- **Source text**:
###
The Curtiss Eagle (retroactively designated the Model 19 by Curtiss some years later) was an airliner produced in small numbers in the United States shortly after World War I. The aircraft was a conventional biplane with three-bay, unstaggered wings of equal span. The fuselage was a very advanced design for its day, incorporating careful streamlining of its monocoque structure, and offering the crew as well as the passengers a fully enclosed cabin. The Eagle is sometimes named as the first American tri-motor aircraft; however Curtiss' own Model H flying boat flew with three engines for a time in 1914 before being converted back to twin-engine configuration.

==Development==
Curtiss had developed the Eagle in preparation for an anticipated post-war boom in civil aviation. In fact, this boom was far smaller than Curtiss had been hoping for, and practically all of the demand for passenger aircraft was met by the conversion of war-surplus military aircraft that could be purchased extremely cheaply. As such, only around 20 machines were built. The original trimotor Eagle design was followed by a single example of the Eagle II, with twin engines, and by three Eagle IIIs with only one engine. These latter aircraft were purchased by the United States Army Air Service, which used them as staff transports and converted one example into an air ambulance.
###
- **Exercise requirements**:
**A)** Turn the paragraph of the Curtiss Eagle text that begins "Curtiss had developed the Eagle" into a short bulleted list that keeps its main facts.
**B)** According to the Curtiss Eagle text, how many engines did the Eagle III have?
**C)** Continue the Curtiss Eagle text from its last sentence.
None of the records is needed here.

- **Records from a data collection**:
###
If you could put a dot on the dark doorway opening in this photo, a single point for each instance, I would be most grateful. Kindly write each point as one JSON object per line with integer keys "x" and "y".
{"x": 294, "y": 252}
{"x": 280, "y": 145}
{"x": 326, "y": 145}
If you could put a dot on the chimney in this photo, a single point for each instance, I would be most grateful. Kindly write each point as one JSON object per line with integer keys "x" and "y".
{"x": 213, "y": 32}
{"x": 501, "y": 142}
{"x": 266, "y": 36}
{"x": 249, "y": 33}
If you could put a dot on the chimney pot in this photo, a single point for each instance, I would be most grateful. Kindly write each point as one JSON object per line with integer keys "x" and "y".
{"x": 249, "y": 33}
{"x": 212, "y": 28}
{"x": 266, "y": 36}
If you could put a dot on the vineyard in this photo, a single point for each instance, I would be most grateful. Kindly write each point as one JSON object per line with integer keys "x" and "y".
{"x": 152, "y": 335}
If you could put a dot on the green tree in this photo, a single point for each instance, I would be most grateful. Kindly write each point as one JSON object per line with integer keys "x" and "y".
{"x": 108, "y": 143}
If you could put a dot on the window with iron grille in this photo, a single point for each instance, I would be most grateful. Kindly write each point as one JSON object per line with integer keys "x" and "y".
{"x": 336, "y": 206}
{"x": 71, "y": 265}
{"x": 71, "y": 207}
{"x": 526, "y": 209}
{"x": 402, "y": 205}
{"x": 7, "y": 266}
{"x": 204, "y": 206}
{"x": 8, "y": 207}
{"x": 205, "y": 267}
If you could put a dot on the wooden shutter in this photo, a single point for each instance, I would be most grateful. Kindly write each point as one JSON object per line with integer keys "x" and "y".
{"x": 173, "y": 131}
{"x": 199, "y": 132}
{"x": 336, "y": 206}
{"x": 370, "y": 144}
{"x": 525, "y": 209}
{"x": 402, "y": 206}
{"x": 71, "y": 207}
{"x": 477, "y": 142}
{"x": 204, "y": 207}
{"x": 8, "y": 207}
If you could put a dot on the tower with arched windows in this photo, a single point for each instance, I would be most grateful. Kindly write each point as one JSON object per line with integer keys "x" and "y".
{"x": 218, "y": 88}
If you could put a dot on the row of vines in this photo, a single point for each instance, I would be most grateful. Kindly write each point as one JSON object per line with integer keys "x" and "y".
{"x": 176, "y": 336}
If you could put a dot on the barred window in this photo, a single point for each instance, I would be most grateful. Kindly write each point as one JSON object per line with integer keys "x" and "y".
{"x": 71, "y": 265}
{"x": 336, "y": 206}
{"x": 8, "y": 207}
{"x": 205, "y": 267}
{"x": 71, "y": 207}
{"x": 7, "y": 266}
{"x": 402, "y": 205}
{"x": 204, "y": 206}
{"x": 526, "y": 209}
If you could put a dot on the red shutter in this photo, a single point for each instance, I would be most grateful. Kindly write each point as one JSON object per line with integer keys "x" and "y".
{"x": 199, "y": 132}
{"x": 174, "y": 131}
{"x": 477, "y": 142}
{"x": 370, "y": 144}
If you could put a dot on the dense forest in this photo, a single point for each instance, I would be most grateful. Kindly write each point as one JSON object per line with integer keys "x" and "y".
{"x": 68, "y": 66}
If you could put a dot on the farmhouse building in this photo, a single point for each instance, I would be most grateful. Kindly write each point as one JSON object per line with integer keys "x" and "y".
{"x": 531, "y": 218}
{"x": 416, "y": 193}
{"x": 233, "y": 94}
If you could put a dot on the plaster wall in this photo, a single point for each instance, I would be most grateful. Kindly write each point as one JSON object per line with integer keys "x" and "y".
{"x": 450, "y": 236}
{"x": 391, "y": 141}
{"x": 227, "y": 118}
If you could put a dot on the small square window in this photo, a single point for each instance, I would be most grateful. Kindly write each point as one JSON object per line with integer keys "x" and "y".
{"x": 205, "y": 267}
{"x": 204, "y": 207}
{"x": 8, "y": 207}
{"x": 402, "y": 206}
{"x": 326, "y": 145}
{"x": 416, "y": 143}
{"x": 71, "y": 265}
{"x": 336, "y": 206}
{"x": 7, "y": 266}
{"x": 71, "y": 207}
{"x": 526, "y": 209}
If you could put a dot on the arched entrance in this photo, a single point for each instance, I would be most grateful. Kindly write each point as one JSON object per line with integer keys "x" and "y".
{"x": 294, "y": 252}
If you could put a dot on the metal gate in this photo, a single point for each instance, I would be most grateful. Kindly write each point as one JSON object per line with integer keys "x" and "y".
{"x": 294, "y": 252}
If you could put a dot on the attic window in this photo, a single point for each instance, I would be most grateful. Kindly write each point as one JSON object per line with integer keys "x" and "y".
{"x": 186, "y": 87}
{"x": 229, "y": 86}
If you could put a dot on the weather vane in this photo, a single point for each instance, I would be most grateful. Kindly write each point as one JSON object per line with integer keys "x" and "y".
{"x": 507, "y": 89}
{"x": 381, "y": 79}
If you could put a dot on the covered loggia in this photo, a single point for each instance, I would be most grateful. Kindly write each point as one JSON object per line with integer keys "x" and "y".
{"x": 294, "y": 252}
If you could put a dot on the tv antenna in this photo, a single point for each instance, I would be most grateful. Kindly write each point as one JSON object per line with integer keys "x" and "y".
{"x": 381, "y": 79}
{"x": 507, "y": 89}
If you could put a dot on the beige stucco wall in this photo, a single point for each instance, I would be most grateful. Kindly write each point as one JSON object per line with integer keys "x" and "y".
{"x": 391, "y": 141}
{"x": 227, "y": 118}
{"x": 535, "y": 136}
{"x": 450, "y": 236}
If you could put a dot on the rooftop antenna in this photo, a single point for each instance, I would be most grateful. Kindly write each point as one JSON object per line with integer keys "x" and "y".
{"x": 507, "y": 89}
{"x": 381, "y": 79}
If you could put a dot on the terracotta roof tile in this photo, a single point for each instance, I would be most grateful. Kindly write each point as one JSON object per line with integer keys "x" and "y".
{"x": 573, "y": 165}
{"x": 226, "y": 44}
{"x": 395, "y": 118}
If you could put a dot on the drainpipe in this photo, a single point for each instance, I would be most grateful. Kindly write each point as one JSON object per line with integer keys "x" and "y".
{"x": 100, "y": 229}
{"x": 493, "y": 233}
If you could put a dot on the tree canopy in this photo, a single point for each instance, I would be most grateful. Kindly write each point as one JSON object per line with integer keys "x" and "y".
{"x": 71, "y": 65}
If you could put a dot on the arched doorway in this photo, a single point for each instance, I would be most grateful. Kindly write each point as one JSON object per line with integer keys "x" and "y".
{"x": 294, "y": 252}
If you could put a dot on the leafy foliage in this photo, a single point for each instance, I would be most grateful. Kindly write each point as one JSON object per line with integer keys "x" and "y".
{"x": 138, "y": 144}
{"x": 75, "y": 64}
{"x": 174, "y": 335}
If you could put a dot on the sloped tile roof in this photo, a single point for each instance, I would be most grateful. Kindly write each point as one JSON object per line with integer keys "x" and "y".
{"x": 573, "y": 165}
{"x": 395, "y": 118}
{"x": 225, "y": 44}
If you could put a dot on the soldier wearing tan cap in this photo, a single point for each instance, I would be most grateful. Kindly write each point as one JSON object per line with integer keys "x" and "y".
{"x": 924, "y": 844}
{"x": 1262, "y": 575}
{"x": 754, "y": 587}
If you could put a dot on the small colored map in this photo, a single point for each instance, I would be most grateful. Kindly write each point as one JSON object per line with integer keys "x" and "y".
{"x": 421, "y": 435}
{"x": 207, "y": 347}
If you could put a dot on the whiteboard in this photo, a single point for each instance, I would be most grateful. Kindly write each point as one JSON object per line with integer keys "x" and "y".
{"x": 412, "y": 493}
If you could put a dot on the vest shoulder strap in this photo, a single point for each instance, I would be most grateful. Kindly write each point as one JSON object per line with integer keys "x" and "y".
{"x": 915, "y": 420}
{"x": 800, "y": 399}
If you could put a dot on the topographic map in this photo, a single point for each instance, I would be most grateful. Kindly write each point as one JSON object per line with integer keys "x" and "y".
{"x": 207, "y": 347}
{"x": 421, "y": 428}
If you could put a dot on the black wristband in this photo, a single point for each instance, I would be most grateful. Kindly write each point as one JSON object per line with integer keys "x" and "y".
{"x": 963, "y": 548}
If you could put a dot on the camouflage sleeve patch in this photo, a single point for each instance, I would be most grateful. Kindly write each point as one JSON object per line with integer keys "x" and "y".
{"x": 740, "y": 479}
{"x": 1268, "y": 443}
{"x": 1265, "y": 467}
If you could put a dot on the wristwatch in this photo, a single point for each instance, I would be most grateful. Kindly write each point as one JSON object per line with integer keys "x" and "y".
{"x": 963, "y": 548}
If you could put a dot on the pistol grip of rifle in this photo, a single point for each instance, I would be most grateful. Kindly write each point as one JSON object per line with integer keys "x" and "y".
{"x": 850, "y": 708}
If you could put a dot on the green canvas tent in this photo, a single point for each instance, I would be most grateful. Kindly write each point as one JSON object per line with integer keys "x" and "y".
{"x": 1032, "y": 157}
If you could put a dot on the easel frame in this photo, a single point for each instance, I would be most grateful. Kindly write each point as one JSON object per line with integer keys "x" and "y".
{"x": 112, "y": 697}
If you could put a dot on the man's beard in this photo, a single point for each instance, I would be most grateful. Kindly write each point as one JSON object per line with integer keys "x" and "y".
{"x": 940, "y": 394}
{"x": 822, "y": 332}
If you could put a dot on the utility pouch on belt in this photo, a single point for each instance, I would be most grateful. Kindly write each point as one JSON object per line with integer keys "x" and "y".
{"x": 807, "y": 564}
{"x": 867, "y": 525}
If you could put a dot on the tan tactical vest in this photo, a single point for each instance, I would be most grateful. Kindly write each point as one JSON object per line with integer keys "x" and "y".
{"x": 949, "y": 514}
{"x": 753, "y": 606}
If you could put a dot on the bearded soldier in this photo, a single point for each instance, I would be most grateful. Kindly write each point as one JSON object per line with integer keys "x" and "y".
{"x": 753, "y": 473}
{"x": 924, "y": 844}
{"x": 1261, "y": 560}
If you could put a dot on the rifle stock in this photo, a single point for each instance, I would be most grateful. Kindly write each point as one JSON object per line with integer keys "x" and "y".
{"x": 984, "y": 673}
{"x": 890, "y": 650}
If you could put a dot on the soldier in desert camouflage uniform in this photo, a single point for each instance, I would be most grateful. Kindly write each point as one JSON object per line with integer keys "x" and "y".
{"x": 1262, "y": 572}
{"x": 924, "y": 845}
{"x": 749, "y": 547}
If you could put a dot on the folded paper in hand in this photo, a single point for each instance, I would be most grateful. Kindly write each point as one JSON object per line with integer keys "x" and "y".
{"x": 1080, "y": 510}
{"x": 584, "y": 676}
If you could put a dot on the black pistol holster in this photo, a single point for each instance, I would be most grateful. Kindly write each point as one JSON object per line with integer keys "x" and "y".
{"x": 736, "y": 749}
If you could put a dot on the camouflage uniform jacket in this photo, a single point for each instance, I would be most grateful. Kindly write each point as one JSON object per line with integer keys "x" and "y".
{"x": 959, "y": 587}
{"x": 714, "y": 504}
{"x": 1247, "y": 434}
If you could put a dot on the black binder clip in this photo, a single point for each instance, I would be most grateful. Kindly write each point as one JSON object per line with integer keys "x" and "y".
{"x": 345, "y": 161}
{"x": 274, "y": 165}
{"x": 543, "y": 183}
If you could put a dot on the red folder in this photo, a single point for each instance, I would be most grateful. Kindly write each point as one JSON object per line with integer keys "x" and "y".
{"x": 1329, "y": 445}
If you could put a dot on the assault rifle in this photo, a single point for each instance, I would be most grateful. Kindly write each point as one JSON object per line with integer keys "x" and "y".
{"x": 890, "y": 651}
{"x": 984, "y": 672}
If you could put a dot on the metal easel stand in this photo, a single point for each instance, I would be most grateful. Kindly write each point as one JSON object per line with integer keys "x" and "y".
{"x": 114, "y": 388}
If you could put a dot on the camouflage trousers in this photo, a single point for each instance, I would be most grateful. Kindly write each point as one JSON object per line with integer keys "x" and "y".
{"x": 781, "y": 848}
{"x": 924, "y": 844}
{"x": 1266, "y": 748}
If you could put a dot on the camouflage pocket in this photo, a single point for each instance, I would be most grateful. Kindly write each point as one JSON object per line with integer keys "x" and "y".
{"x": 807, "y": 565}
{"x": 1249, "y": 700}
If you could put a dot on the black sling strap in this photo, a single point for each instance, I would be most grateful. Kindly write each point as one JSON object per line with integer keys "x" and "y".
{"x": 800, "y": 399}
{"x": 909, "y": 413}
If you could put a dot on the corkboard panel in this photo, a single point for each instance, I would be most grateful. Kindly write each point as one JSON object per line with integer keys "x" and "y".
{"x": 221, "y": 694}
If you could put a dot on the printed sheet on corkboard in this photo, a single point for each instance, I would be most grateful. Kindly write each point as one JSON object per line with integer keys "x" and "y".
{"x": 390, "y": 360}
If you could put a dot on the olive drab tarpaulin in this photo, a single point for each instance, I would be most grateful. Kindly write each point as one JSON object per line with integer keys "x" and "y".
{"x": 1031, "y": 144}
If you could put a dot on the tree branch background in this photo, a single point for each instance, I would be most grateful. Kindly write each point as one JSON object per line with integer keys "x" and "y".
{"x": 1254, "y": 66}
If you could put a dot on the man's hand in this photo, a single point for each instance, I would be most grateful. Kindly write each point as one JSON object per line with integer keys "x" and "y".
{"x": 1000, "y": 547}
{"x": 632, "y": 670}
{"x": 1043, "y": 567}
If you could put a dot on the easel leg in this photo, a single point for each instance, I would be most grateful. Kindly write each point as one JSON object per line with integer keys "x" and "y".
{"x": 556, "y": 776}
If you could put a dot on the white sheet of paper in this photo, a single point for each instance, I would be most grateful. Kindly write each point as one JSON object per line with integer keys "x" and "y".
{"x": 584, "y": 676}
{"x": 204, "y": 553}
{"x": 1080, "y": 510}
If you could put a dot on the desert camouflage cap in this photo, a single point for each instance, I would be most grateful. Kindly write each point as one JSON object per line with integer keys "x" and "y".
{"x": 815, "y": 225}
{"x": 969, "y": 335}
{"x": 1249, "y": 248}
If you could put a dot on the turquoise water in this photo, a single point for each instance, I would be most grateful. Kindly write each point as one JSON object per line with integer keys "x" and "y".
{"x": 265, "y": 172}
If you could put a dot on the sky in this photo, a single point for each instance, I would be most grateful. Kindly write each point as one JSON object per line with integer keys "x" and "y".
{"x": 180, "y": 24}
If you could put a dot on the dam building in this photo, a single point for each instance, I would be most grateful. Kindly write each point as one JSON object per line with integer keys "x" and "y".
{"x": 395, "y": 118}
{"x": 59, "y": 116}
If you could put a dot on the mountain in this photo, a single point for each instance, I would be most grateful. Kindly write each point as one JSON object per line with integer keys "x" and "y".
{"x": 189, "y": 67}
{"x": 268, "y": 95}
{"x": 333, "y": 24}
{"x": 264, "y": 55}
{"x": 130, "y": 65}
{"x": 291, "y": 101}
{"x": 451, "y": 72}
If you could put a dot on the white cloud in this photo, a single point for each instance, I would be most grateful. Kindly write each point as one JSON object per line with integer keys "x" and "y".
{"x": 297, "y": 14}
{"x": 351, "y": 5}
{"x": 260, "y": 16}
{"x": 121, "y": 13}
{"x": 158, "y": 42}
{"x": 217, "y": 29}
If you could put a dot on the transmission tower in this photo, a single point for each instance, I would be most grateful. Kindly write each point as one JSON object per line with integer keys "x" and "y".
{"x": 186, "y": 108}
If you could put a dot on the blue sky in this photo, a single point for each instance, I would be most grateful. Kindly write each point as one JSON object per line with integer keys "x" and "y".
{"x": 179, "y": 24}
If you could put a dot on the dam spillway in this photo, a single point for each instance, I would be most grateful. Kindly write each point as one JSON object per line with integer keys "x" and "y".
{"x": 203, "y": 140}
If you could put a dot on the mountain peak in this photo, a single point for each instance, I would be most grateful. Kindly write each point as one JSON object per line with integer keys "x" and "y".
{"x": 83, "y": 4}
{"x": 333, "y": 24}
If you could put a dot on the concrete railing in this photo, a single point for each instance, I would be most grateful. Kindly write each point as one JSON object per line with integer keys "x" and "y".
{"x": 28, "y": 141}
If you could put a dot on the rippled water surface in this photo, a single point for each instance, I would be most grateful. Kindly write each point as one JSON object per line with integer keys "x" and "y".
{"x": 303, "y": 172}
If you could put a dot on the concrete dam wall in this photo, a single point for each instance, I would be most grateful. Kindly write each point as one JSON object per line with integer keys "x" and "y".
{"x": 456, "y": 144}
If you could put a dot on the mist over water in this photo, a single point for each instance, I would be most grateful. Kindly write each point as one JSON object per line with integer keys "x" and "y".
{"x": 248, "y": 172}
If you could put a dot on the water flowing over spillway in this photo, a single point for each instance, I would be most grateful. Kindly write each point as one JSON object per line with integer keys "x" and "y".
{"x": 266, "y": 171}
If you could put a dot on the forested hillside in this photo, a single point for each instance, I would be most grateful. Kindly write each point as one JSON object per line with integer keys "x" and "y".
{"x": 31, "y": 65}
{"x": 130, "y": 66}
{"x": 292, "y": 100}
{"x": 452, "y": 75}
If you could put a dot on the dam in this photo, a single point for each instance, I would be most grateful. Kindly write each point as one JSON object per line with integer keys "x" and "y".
###
- **Exercise answers**:
**A)**
- Curtiss built the Eagle expecting a post-war boom in civil aviation.
- The boom was much smaller than hoped, and cheap war-surplus military aircraft, once converted, met nearly all demand for passenger aircraft.
- Only about 20 machines were built.
- After the original trimotor Eagle came one twin-engine Eagle II and three single-engine Eagle IIIs.
- The United States Army Air Service bought the Eagle IIIs as staff transports and converted one into an air ambulance.

**B)** One engine.

**C)**
==Operational history==
A U.S. Army Air Service Curtiss Eagle air ambulance serial 64243, of the 1st Provisional Air Brigade, crashed during a thunderstorm while attempting to land at Morgantown, Maryland while returning to Bolling Field, District of Columbia, from Langley Field, Virginia on 28 May 1921 in one of the worst major flying accidents in the US at that time.

The pilot and six passengers died. Two United States congressmen had chosen not to make the flight because of airsickness on the flight from Washington to Langley. The Army's Inspector General conducted an investigation of the crash and theorized that the aircraft stalled when it encountered an updraft at low altitude while trying to clear trees near the unfamiliar field and fell nose first, into the ground.

==Variants==
- Curtiss Eagle
Three-engined passenger airliner, accommodating two pilots and eight passengers, powered by three 150-hp (112-kW) Curtiss K-6 piston engines.
- Eagle II
Twin-engined version, powered by two 400-hp (298-kW) Curtiss C-12 engines; one built.
- Eagle III
Single-engined version, powered by a 400-hp (298-kW) Liberty L-12 engine; three built.